[SHORT TASK]
Find each line in the data below that contains the word "fruit", and copy those lines.

[DATA LINES]
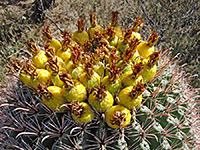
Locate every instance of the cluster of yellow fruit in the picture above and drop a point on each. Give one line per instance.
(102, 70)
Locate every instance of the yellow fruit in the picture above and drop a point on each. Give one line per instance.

* * *

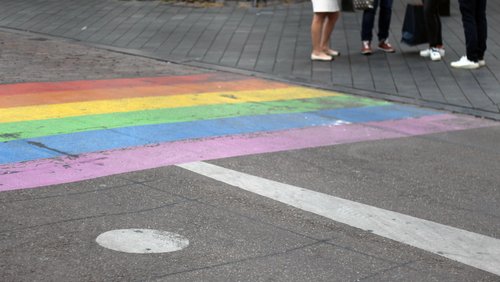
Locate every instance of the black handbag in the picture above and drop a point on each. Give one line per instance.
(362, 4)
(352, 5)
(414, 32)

...

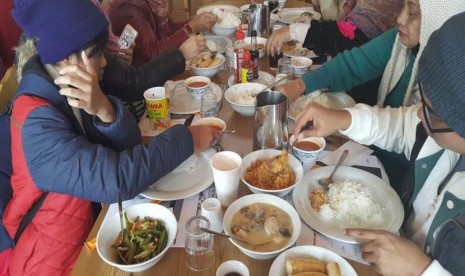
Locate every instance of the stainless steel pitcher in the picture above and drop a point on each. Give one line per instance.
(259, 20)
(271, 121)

[CORRECT RESULT]
Locate every instance of the cluster of yellow fruit in the picture above and drop a point on each. Give one line per instance.
Locate every instance of the yellow fruit in the picture above and drop a point on each. Give one line per instance.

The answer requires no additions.